▸ **Extract**

____

After a preview period that included participants from over 1,500 AWS customers ranging from startups to global enterprises, I am happy to be able to announce that Amazon QuickSight is now generally available! When I invited you to join the preview last year, I wrote:
In the past, Business Intelligence required an incredible amount of undifferentiated heavy lifting. You had to pay for, set up and run the infrastructure and the software, manage scale (while users fret), and hire consultants at exorbitant rates to model your data. After all that your users were left to struggle with complex user interfaces for data exploration while simultaneously demanding support for their mobile devices. Access to NoSQL and streaming data? Good luck with that!
Amazon QuickSight provides you with very fast, easy to use, cloud-powered business analytics at 1/10th the cost of traditional on-premises solutions. QuickSight lets you get started in minutes. You log in, point to a data source, and begin to visualize your data. Behind the scenes, the SPICE (Super-fast, Parallel, In-Memory Calculation Engine) will run your queries at lightning speed and provide you with highly polished data visualizations.
Deep Dive into Data
Every customer that I speak with wants to get more value from their stored data. They realize that the potential value locked up within the data is growing by the day, but are sometimes disappointed to learn that finding and unlocking that value can be expensive and difficult. On-premises business analytics tools are expensive to license and can place a heavy load on existing infrastructure. Licensing costs and the complexity of the tools can restrict the user base to just a handful of specialists. Taken together, all of these factors have led many organizations to conclude that they are not ready to make the investment in a true business analytics function.
QuickSight is here to change that! It runs as a service and makes business analytics available to organizations of all shapes and sizes. It is fast and easy to use, does not impose a load on your existing infrastructure, and is available for a monthly fee that starts at just $9 per user.
As you’ll see in a moment, QuickSight allows you to work on data that’s stored in many different services and locations. You can get to your Amazon Redshift data warehouse, your Amazon Relational Database Service (RDS) relational databases, or your flat files in S3. You can also use a set of connectors to access data stored in on-premises MySQL, PostgreSQL, and SQL Server databases, Microsoft Excel spreadsheets, Salesforce and other services.
QuickSight is designed to scale with you. You can add more users, more data sources, and more data without having to purchase more long-term licenses or roll more hardware into your data center.

____

▸ **Supplied data**
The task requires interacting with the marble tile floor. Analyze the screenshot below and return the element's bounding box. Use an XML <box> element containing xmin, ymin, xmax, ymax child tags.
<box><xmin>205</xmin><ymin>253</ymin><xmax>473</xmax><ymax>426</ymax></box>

____

▸ **Task requirements**
1. Reproduce the QuickSight announcement word for word, starting with "QuickSight is designed" and going on through "your data center.".
2. Continue the QuickSight announcement from its final sentence.

▸ **Answers to the problems**
1.
QuickSight is designed to scale with you. You can add more users, more data sources, and more data without having to purchase more long-term licenses or roll more hardware into your data center.

2.
Take the Tour
Let’s take a tour through QuickSight. The administrator for my organization has already invited me to use QuickSight, so I am ready to log in and get started. Here’s the main screen:
I’d like to start by getting some data from a Redshift cluster. I click on Manage data and review my existing data sets:
I don’t see what I am looking for, so I click on New data set and review my options:
I click on Redshift (manual connect) and enter the credentials so that I can access my data warehouse (if I had a Redshift cluster running within my AWS account it would be available as an auto-discovered source):
QuickSight queries the data warehouse and shows me the schemas (sets of tables) and the tables that are available to me. I’ll select the public schema and the all_flights table to get started:
Now I have two options. I can pull the table in to SPICE for quick analysis or I can query it directly. I’ll pull it in to SPICE:
Again, I have two options! I can click on Edit/Preview data and select the rows and columns to import, or I can click on Visualize to import all of the data and proceed to the fun part! I’ll go for Edit/Preview. I can see the fields (on the left), and I can select only those that are interest using the checkboxes:
I can also click on New Filter, select a field from the popup menu, and then create a filter:
Both options (selecting fields and filtering on rows) allow me to control the data that I pull in to SPICE. This allows me to control the data that I want to visualize and also helps me to make more efficient use of memory. Once I am ready to proceed, I click on Prepare data & visualize. At this point the data is loaded in to SPICE and I’m ready to start visualizing it. I simply select a field to get started. For example, I can select the origin_state_abbr field and see how many flights originate in each state:
The miniaturized view on the right gives me some additional context. I can scroll up or down or select the range of values to display. I can also click on a second field to learn more. I’ll click on flights, set the sort order to descending, and scroll to the top. Now I can see how many of the flights in my data originated in each state:
QuickSight’s AutoGraph feature automatically generates an appropriate visualization based on the data selected. For example, if I add the fl_date field, I get a state-by-state line chart over time:
Based on my query, the data types, and properties of the data, QuickSight also proposes alternate visualizations:
I also have my choice of many other visual types including vertical & horizontal bar charts, line charts, pivot tables, tree maps, pie charts, and heat maps:
Once I have created some effective visualizations, I can capture them and use the resulting storyboard to tell a data-driven story:
I can also share my visualizations with my colleagues:
Finally, my visualizations are accessible from my mobile device:
Pricing & SPICE Capacity
QuickSight comes with one free user and 1 GB of SPICE capacity for free, perpetually. This allows every AWS user to analyze their data and to gain business insights at no cost. The Standard Edition of Amazon QuickSight starts at $9 per month and includes 10 GB of SPICE capacity (see the [QuickSight Pricing] page for more info).
It is easy to manage SPICE capacity. I simply click on Manage QuickSight in the menu (I must have the ADMIN role in order to be able to make changes):
Then I can see where I stand:
I can click on Purchase more capacity to do exactly that:
I can also click on Release unused purchased capacity in order to reduce the amount of SPICE capacity that I own:
Get Started Today
Amazon QuickSight is now available in the US East (Northern Virginia), US West (Oregon), and EU (Ireland) regions and you can start using it today.
Despite the length of this blog post I have barely scratched the surface of QuickSight. Given that you can use it at no charge, I would encourage you to sign up, load some of your data, and take QuickSight for a spin!
We have a webinar coming up on January 16th where you can learn even more! Sign up here.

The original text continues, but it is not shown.